▶ What you should do:
Retype every entry in its entirety, without alteration.

▶ Data extract:

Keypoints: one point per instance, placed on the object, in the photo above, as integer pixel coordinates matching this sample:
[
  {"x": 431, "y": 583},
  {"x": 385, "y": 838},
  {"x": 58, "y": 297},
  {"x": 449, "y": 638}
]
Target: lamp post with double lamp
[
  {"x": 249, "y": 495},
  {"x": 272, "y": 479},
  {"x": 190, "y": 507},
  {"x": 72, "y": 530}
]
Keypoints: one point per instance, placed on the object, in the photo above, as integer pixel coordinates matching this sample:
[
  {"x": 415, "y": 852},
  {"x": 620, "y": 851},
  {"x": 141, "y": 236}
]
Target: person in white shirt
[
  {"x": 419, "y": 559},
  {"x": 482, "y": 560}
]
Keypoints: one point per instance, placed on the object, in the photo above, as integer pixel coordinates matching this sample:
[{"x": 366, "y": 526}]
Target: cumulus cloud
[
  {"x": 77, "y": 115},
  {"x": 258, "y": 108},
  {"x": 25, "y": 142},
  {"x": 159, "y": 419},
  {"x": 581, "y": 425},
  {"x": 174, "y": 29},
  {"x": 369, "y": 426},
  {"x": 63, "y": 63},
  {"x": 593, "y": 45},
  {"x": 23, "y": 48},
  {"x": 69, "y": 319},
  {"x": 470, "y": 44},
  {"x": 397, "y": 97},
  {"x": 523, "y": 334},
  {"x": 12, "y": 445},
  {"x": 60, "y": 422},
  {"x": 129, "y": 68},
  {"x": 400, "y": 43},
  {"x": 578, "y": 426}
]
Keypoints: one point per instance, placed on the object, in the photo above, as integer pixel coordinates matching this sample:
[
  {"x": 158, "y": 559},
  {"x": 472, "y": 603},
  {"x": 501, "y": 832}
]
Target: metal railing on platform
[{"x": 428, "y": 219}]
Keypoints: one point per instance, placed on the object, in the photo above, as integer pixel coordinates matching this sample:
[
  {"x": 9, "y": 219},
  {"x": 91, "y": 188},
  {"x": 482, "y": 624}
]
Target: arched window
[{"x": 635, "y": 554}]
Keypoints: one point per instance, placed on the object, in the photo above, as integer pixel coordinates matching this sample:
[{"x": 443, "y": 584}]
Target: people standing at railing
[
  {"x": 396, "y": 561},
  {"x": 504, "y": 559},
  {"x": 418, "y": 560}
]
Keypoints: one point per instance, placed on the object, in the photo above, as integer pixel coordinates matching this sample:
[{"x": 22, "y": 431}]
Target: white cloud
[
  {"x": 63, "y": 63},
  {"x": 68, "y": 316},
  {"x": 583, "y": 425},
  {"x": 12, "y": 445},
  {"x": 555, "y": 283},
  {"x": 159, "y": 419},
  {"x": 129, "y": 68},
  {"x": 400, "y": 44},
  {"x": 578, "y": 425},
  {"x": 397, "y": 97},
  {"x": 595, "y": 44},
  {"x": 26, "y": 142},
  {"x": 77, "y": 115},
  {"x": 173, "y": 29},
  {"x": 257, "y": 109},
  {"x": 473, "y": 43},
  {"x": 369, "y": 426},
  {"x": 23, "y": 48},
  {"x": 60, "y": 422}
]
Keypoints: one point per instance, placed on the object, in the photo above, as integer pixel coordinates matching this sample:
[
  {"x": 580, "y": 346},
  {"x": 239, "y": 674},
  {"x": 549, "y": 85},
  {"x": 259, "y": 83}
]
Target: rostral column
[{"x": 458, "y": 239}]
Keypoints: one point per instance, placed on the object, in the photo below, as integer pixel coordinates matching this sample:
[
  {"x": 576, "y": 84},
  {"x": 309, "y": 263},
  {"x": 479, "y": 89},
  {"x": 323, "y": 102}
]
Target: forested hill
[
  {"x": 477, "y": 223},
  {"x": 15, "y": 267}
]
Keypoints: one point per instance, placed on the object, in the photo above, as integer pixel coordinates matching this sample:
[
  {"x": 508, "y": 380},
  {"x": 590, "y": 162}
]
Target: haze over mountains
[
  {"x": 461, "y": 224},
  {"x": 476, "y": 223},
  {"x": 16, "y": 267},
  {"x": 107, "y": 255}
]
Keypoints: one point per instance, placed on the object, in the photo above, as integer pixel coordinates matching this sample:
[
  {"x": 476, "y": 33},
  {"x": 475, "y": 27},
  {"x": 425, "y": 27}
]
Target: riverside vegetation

▶ Written solution:
Keypoints: one point per instance, placed on the object, in the photo above, as integer pixel coordinates matching this sample:
[
  {"x": 431, "y": 583},
  {"x": 385, "y": 838},
  {"x": 58, "y": 297},
  {"x": 449, "y": 638}
]
Target: lamp post with double lamp
[
  {"x": 249, "y": 495},
  {"x": 272, "y": 479},
  {"x": 190, "y": 507},
  {"x": 72, "y": 530}
]
Keypoints: one point per instance, placed on the object, in the photo above, as integer pixel coordinates matching this sample:
[
  {"x": 415, "y": 852},
  {"x": 620, "y": 851},
  {"x": 141, "y": 236}
]
Target: person in white shirt
[
  {"x": 419, "y": 559},
  {"x": 482, "y": 560}
]
Keypoints: one point per instance, placed on the object, in the photo above, as integer pixel coordinates matching this sample:
[{"x": 366, "y": 526}]
Target: cumulus cloud
[
  {"x": 77, "y": 115},
  {"x": 258, "y": 108},
  {"x": 25, "y": 142},
  {"x": 159, "y": 419},
  {"x": 581, "y": 425},
  {"x": 174, "y": 29},
  {"x": 369, "y": 426},
  {"x": 63, "y": 63},
  {"x": 593, "y": 45},
  {"x": 23, "y": 48},
  {"x": 69, "y": 319},
  {"x": 470, "y": 44},
  {"x": 397, "y": 97},
  {"x": 523, "y": 334},
  {"x": 12, "y": 445},
  {"x": 60, "y": 422},
  {"x": 129, "y": 68},
  {"x": 400, "y": 43},
  {"x": 578, "y": 426}
]
Keypoints: one point per instance, placed on the object, in the photo above, as integer pixel coordinates matching this sample:
[
  {"x": 158, "y": 559},
  {"x": 472, "y": 603},
  {"x": 501, "y": 832}
]
Target: metal railing on platform
[{"x": 428, "y": 219}]
Keypoints: one point per instance, placed on the object, in the photo above, as integer pixel coordinates matching this sample:
[
  {"x": 9, "y": 219},
  {"x": 91, "y": 188},
  {"x": 482, "y": 624}
]
Target: arched window
[{"x": 635, "y": 554}]
Keypoints: one point per instance, placed on the object, in the photo above, as integer pixel coordinates matching this sample:
[{"x": 443, "y": 584}]
Target: people standing at railing
[
  {"x": 396, "y": 561},
  {"x": 504, "y": 559},
  {"x": 418, "y": 560}
]
Keypoints: one point per instance, placed on the object, in the photo above, as integer pixel coordinates matching this sample:
[{"x": 22, "y": 431}]
Target: white cloud
[
  {"x": 63, "y": 63},
  {"x": 68, "y": 316},
  {"x": 583, "y": 425},
  {"x": 12, "y": 445},
  {"x": 555, "y": 283},
  {"x": 159, "y": 419},
  {"x": 129, "y": 68},
  {"x": 400, "y": 44},
  {"x": 578, "y": 425},
  {"x": 397, "y": 97},
  {"x": 595, "y": 44},
  {"x": 26, "y": 142},
  {"x": 77, "y": 115},
  {"x": 173, "y": 29},
  {"x": 257, "y": 109},
  {"x": 473, "y": 43},
  {"x": 369, "y": 426},
  {"x": 23, "y": 48},
  {"x": 60, "y": 422}
]
Keypoints: one point per instance, placed on the object, in the photo above, as integer pixel coordinates matching this sample:
[
  {"x": 580, "y": 346},
  {"x": 239, "y": 674},
  {"x": 549, "y": 85},
  {"x": 259, "y": 83}
]
Target: rostral column
[{"x": 458, "y": 239}]
Keypoints: one point per instance, placed on the object, in the photo below, as integer pixel coordinates matching this sample:
[
  {"x": 576, "y": 84},
  {"x": 309, "y": 263},
  {"x": 479, "y": 89},
  {"x": 323, "y": 102}
]
Target: forested hill
[
  {"x": 477, "y": 223},
  {"x": 15, "y": 267}
]
Keypoints: one point per instance, placed on the object, in the photo above, as integer pixel coordinates matching this sample:
[
  {"x": 508, "y": 380},
  {"x": 590, "y": 162}
]
Target: haze over mountains
[
  {"x": 461, "y": 224},
  {"x": 476, "y": 223},
  {"x": 16, "y": 267},
  {"x": 107, "y": 255}
]
Keypoints: one point per instance, placed on the object, in the photo above, as integer pixel coordinates matching this sample:
[
  {"x": 476, "y": 33},
  {"x": 475, "y": 27},
  {"x": 425, "y": 27}
]
Target: riverside vegetation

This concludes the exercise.